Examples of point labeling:
-------------------------

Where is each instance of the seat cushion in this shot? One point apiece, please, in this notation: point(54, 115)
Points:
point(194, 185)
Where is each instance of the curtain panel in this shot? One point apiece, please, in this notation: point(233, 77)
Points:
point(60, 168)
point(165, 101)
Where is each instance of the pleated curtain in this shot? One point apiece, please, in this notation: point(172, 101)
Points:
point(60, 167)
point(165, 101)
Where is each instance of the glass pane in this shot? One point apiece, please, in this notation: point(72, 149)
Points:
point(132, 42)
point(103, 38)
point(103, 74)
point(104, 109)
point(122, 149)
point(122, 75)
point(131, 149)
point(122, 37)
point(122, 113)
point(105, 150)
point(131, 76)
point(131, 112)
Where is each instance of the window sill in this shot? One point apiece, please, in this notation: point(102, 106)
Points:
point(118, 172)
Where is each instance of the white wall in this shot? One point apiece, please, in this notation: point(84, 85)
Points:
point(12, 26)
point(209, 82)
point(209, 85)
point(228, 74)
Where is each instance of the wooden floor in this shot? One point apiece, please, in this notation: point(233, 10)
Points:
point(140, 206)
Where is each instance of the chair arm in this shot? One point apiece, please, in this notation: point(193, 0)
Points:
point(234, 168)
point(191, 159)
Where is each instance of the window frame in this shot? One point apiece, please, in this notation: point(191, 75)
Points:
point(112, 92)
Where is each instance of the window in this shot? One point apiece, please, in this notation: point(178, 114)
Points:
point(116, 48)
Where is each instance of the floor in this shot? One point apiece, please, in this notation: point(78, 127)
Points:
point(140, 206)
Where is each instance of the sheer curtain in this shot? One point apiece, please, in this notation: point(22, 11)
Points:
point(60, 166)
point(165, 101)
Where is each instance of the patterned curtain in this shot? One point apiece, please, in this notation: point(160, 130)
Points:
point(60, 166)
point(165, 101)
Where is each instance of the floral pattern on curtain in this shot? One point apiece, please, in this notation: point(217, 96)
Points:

-------------------------

# Task instructions:
Convert the lines above into a Markdown table with the columns "Row" and "Line", numbering each row and leaving out blank lines.

# Answer to the task:
| Row | Line |
|---|---|
| 1 | Where is each instance of the seat cushion in this shot? One point apiece, please, in this notation: point(54, 115) |
| 2 | Points: |
| 3 | point(194, 185) |
| 4 | Where is each instance of the curtain panel in this shot? One point apiece, please, in this notation: point(233, 77) |
| 5 | Points: |
| 6 | point(60, 168) |
| 7 | point(165, 101) |
| 8 | Where is each instance of the pleated curtain in this shot? One point apiece, please, in this notation: point(172, 101) |
| 9 | Points: |
| 10 | point(60, 167) |
| 11 | point(165, 101) |
| 12 | Where is each instance of the glass pane in this shot? One point apiece, please, in this notation: point(72, 149) |
| 13 | Points: |
| 14 | point(132, 42) |
| 15 | point(103, 38) |
| 16 | point(103, 74) |
| 17 | point(104, 109) |
| 18 | point(122, 149) |
| 19 | point(122, 75) |
| 20 | point(131, 149) |
| 21 | point(122, 37) |
| 22 | point(122, 113) |
| 23 | point(105, 150) |
| 24 | point(131, 76) |
| 25 | point(131, 112) |
| 26 | Where is each instance of the window sill in this shot? One point apiece, please, in this notation: point(102, 106) |
| 27 | Points: |
| 28 | point(118, 172) |
| 29 | Where is each instance of the white wall in this shot? One point apiece, please, in this notation: point(84, 85) |
| 30 | Points: |
| 31 | point(12, 26) |
| 32 | point(209, 82) |
| 33 | point(209, 85) |
| 34 | point(228, 74) |
| 35 | Where is each instance of the wooden floor in this shot? One point apiece, please, in this notation: point(233, 10) |
| 36 | Points: |
| 37 | point(140, 206) |
| 38 | Where is each instance of the chair arm in this shot? One point apiece, please, in this notation: point(193, 0) |
| 39 | Points: |
| 40 | point(234, 168) |
| 41 | point(191, 159) |
| 42 | Where is each instance of the window frame in this shot? One point apiece, please, in this notation: point(191, 75) |
| 43 | Points: |
| 44 | point(112, 92) |
| 45 | Where is each instance of the window in this shot? One point apiece, please, in this notation: point(178, 114) |
| 46 | Points: |
| 47 | point(116, 48) |
| 48 | Where is each instance of the floor in this shot? One point apiece, please, in this notation: point(78, 127) |
| 49 | Points: |
| 50 | point(140, 206) |
| 51 | Where is each instance of the sheer curtain in this shot? One point apiece, please, in this notation: point(22, 11) |
| 52 | Points: |
| 53 | point(60, 166) |
| 54 | point(165, 101) |
| 55 | Where is each instance of the patterned curtain in this shot? One point apiece, please, in this notation: point(160, 130) |
| 56 | Points: |
| 57 | point(60, 166) |
| 58 | point(165, 101) |
| 59 | Where is each instance of the floral pattern on curtain in this shot? One point apiece, please, in this notation: point(217, 96) |
| 60 | Points: |